Records from a data collection:
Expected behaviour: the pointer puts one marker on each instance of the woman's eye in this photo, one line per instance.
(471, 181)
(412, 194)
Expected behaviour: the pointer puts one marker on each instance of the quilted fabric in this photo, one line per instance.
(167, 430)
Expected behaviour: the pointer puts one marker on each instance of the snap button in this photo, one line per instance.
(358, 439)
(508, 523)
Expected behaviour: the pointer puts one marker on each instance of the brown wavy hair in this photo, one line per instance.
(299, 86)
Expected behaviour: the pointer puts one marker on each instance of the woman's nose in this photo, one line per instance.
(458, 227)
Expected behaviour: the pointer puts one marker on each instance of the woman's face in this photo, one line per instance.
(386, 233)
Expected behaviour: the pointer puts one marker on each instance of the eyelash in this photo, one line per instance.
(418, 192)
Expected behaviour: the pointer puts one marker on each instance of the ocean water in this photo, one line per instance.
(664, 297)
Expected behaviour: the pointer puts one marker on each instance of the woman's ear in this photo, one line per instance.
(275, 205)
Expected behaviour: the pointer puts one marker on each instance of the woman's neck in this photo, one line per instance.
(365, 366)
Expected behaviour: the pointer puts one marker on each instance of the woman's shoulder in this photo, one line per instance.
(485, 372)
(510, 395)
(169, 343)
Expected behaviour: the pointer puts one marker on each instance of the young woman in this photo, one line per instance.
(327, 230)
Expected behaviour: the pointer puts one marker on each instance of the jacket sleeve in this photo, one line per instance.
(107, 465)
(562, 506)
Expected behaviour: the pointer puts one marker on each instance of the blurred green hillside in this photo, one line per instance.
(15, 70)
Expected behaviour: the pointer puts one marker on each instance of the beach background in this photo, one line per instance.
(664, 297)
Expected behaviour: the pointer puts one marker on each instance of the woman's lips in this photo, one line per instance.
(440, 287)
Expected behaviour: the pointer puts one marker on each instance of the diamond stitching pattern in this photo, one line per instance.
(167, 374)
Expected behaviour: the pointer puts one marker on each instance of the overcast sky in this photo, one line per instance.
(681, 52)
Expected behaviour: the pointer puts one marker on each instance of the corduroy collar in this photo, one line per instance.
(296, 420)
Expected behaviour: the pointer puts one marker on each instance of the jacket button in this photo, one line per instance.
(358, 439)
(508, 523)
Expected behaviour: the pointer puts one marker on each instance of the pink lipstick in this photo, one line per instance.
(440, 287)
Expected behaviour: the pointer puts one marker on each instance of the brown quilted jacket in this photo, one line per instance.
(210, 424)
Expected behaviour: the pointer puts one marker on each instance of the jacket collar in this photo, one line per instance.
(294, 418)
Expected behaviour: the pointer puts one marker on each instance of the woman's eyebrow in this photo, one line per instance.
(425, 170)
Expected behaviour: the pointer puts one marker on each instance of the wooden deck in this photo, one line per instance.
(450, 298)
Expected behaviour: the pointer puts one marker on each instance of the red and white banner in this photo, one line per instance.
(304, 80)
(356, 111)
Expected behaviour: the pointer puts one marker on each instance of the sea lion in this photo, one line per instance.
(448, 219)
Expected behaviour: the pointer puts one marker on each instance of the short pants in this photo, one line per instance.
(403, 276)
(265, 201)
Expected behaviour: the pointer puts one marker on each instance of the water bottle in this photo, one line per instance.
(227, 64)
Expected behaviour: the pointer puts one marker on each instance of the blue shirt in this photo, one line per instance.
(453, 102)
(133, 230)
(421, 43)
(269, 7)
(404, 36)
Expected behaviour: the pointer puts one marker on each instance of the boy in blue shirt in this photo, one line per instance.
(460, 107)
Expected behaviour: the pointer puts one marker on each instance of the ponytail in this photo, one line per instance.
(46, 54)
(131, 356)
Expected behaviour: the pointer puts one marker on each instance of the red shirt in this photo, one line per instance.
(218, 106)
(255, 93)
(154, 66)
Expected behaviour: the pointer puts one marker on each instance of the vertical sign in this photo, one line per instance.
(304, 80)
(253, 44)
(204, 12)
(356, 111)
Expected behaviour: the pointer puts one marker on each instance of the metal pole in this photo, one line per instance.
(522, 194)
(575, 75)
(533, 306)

**Exercise prompt:**
Output each entry exactly. Leave none out.

**Output for this exercise:**
Expected behaviour: the pointer puts one marker on each instance of the woman's eye in this photo, one line per instance.
(471, 181)
(412, 194)
Expected behaviour: the pointer puts one marker on each instance of the quilted fabric in this photo, one line per instance.
(167, 430)
Expected behaviour: the pointer puts one marker on each instance of the snap button in this photo, one line per instance.
(358, 439)
(508, 523)
Expected behaviour: the pointer puts one marker on each instance of the brown wavy hair in this photo, one line per instance.
(299, 86)
Expected behaviour: the pointer puts one marker on each instance of the woman's nose in this photo, one line per instance.
(458, 227)
Expected behaviour: the pointer puts one marker on each instance of the woman's face in this photo, one line per instance.
(386, 233)
Expected behaviour: the pointer puts one marker on each instance of the eyelash in this photo, one line per instance.
(418, 192)
Expected behaviour: the pointer puts one marker on each instance of the ocean water in this photo, one line per instance.
(664, 297)
Expected behaviour: the pointer puts one marker on each instance of the woman's ear in this photo, one line per instance.
(275, 205)
Expected behaviour: the pointer puts one marker on each instance of the woman's neck in this photo, one line per instance.
(365, 366)
Expected behaviour: the pointer puts one marker on each instance of the woman's shoulder in this photo, one line per instance.
(485, 372)
(510, 395)
(169, 343)
Expected behaviour: the pointer puts one marker on each instance of the young woman in this photo, one line per instance.
(327, 230)
Expected behaviour: the pointer puts one marker on each instance of the jacket sleeve in this photo, one line per instance.
(107, 465)
(562, 506)
Expected behaviour: the pointer puts one marker on each instance of the blurred green hillside in this photo, one line per instance.
(15, 70)
Expected behaviour: the pointer puts one marker on each instance of the beach background in this photo, one line per instance.
(664, 297)
Expected behaviour: the pointer puts one marker on each instance of the woman's lips in this photo, one line per instance.
(440, 287)
Expected behaviour: the pointer puts one marker on each instance of the diamond stitching pattern in this photo, one line per instance.
(167, 374)
Expected behaviour: the pointer puts one marker on each instance of the overcast sky in this photo, one line per instance.
(681, 52)
Expected behaviour: the pointer puts one marker on each instance of the corduroy collar in this photo, one line per instance.
(296, 420)
Expected behaviour: the pointer puts one marker on each instance of the jacket button in this photo, one line per instance.
(358, 439)
(508, 523)
Expected behaviour: the pointer puts one marker on each instance of the pink lipstick in this photo, one line per instance.
(440, 287)
Expected behaviour: the pointer puts one marker on each instance of the brown quilted jacket in this photo, one line per instance.
(210, 424)
Expected behaviour: the pointer puts one marker on each instance of the jacket collar in this photo, one line per instance.
(294, 418)
Expected behaviour: the pointer puts one marker on each instance of the woman's eyebrow in this photo, one line per instance.
(425, 170)
Expected behaviour: the pointer puts one marker on each instance of the wooden deck in this photo, one line per instance.
(450, 298)
Expected behaviour: the pointer puts one marker on each instance of the red and white banner in this photo, one line per instance.
(304, 80)
(356, 111)
Expected behaviour: the pointer puts one marker on each instance of the sea lion in this photo, one line per instance.
(448, 219)
Expected behaviour: the pointer puts one marker on each instance of the short pants in this photo, one line per instance.
(403, 276)
(265, 201)
Expected behaviour: the pointer puts one marker on each instance of the water bottle in this photo, one line per instance.
(227, 64)
Expected behaviour: the pointer puts one marker on each instance of the blue shirt in this photo, one line per instance.
(453, 102)
(133, 230)
(421, 43)
(269, 7)
(404, 36)
Expected behaviour: the pointer puts one marker on each instance of the boy in blue shirt in this photo, one line per instance.
(460, 107)
Expected behaviour: the pointer puts one marker on each instance of the ponytail in this photo, one line per instance.
(46, 54)
(131, 356)
Expected behaviour: the pointer puts one marker on each instance of the red shirt in this photo, one line per instance.
(218, 106)
(255, 93)
(154, 66)
Expected behaviour: the pointer puts one marker on each instance of the vertical sign in this photo, one line per instance.
(304, 80)
(253, 44)
(204, 12)
(356, 111)
Expected behaviour: the pointer puts one marker on each instance of the metal pole in this photo, one line per instance.
(522, 194)
(575, 75)
(533, 306)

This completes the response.